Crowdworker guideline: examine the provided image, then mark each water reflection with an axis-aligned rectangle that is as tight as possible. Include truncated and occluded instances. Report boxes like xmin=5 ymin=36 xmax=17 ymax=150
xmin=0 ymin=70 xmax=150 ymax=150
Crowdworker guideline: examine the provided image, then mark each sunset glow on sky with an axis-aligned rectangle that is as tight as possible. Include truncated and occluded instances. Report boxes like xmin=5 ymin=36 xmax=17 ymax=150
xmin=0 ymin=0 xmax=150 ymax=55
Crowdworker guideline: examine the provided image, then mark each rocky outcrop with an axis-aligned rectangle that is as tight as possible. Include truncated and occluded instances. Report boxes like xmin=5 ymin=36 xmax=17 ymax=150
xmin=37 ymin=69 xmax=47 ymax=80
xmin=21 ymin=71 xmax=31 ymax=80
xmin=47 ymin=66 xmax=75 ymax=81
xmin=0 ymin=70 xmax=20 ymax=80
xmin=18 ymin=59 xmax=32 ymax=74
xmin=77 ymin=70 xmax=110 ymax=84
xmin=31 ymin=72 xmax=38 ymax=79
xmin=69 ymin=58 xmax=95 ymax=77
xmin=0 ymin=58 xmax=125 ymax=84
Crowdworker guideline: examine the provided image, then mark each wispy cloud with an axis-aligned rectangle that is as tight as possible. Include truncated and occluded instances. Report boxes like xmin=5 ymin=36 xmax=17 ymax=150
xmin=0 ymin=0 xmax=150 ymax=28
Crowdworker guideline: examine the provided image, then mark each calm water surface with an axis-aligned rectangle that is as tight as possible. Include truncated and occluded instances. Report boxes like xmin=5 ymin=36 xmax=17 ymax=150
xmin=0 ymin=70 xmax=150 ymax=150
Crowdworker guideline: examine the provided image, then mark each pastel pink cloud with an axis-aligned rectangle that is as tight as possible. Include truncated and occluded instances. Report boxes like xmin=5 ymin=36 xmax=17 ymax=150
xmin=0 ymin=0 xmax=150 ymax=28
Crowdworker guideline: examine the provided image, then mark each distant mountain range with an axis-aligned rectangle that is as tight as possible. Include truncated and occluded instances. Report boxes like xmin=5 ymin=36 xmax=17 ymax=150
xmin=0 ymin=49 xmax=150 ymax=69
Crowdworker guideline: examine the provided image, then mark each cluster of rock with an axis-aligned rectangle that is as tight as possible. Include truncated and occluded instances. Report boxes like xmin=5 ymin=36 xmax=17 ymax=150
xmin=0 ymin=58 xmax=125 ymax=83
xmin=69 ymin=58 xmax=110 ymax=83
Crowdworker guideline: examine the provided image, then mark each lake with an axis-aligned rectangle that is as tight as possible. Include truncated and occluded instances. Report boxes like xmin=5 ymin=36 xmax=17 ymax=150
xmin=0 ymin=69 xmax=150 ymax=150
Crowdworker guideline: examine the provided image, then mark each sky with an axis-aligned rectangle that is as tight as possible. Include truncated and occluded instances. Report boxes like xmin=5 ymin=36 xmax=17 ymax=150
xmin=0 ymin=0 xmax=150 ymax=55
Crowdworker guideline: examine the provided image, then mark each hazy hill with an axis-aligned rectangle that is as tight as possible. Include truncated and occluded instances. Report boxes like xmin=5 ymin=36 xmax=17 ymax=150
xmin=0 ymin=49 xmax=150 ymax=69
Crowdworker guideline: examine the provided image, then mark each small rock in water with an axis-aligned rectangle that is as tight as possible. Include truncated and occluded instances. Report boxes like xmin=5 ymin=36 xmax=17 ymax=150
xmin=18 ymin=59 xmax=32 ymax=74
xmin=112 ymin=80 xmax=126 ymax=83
▬▬▬▬▬▬▬▬▬▬
**To do**
Emit the full listing verbatim.

**Response to the exercise**
Crowdworker guideline: examine the provided image, then mark each water reflection with an axis-aligned rectangle that is as tight as possible. Include truncated and occluded instances. Report boxes like xmin=5 ymin=36 xmax=17 ymax=150
xmin=0 ymin=70 xmax=150 ymax=150
Crowdworker guideline: examine the provided image, then mark each sunset glow on sky with an axis-aligned rectangle that is as tight as possible. Include truncated and occluded instances. Report boxes like xmin=5 ymin=36 xmax=17 ymax=150
xmin=0 ymin=0 xmax=150 ymax=55
Crowdworker guideline: examine the provided image, then mark each rocky outcrop with an axis-aligned rectangle that is as tight as possible. Include truncated and occluded instances. Report boxes like xmin=5 ymin=36 xmax=17 ymax=150
xmin=37 ymin=69 xmax=47 ymax=80
xmin=21 ymin=71 xmax=31 ymax=80
xmin=47 ymin=66 xmax=75 ymax=81
xmin=0 ymin=70 xmax=20 ymax=80
xmin=18 ymin=59 xmax=32 ymax=74
xmin=77 ymin=70 xmax=110 ymax=84
xmin=31 ymin=72 xmax=38 ymax=79
xmin=69 ymin=58 xmax=95 ymax=77
xmin=0 ymin=58 xmax=125 ymax=84
Crowdworker guideline: examine the provided image, then mark each wispy cloud with an axis-aligned rectangle that is as tight as possible. Include truncated and occluded instances. Report boxes like xmin=5 ymin=36 xmax=17 ymax=150
xmin=0 ymin=0 xmax=150 ymax=28
Crowdworker guideline: examine the provided image, then mark each calm water surface with an axis-aligned rectangle that is as tight as possible. Include truncated and occluded instances. Report boxes like xmin=5 ymin=36 xmax=17 ymax=150
xmin=0 ymin=70 xmax=150 ymax=150
Crowdworker guideline: examine the provided image, then mark each pastel pink cloud with an axis-aligned rectangle that is as tight as possible. Include truncated and occluded instances. Report boxes like xmin=5 ymin=36 xmax=17 ymax=150
xmin=0 ymin=0 xmax=150 ymax=28
Crowdworker guideline: examine the provided image, then mark each distant mountain range with an axis-aligned rectangle that is as tight as possible. Include truncated and occluded instances. Report boxes like xmin=5 ymin=36 xmax=17 ymax=150
xmin=0 ymin=49 xmax=150 ymax=69
Crowdworker guideline: examine the provided image, then mark each cluster of rock with an axis-aligned rectangle that is as tight as possible. Include truncated and occluded instances. Report boxes like xmin=5 ymin=36 xmax=17 ymax=150
xmin=0 ymin=58 xmax=125 ymax=83
xmin=69 ymin=58 xmax=110 ymax=83
Crowdworker guideline: examine the provided image, then mark each lake with an axis-aligned rectangle that is as tight as possible. Include truncated and occluded instances. Report boxes like xmin=5 ymin=36 xmax=17 ymax=150
xmin=0 ymin=69 xmax=150 ymax=150
Crowdworker guideline: examine the provided image, then mark each sky with an axis-aligned rectangle that is as tight as possible. Include truncated and occluded instances. Report boxes like xmin=5 ymin=36 xmax=17 ymax=150
xmin=0 ymin=0 xmax=150 ymax=55
Crowdworker guideline: examine the provided image, then mark each hazy hill with an axis-aligned rectangle that is as tight as possible. Include truncated and occluded instances. Report boxes like xmin=5 ymin=36 xmax=17 ymax=150
xmin=0 ymin=49 xmax=150 ymax=69
Crowdworker guideline: examine the provided image, then mark each small rock in water with an axis-aligned rectangle that is as tight as possible. Include truncated and occluded instances. Report boxes like xmin=5 ymin=36 xmax=17 ymax=150
xmin=18 ymin=59 xmax=32 ymax=74
xmin=112 ymin=80 xmax=126 ymax=83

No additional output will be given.